** What the exercise asks **
Put each line of the listing below into a Markdown table with the columns "Row" and "Line", numbering the rows in order and omitting blank lines.

[Point placement listing]
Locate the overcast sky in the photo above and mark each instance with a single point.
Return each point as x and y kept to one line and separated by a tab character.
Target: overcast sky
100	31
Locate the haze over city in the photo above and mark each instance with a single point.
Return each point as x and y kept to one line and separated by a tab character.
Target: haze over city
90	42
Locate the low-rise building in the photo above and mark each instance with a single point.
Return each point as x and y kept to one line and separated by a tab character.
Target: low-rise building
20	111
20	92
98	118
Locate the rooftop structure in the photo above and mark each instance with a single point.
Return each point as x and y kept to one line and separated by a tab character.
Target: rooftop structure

** In response **
| Row | Line |
|---|---|
| 1 | Locate the overcast sky in the photo above and mark each instance with a single point. |
| 2 | Return each point as x and y kept to one line and separated by a tab character. |
| 3 | Target: overcast sky |
| 4 | 100	31 |
| 5 | Locate the haze over city in the photo above and mark each instance with a single point. |
| 6 | Return each point as x and y kept to one line and separated by a tab character. |
| 7 | Target: haze over city |
| 8 | 90	42 |
| 9 | Locate the low-rise building in the photo above and mark each instance with a single point. |
| 10 | Return each point as x and y kept to one line and separated by a tab character. |
| 11 | Target: low-rise building |
| 12 | 20	111 |
| 13 | 20	92 |
| 14 | 98	118 |
| 15 | Locate the rooftop structure in the photo above and mark each instance with a single point. |
| 16 | Return each point as x and y kept to one line and separated by a tab character. |
| 17 | Target: rooftop structure |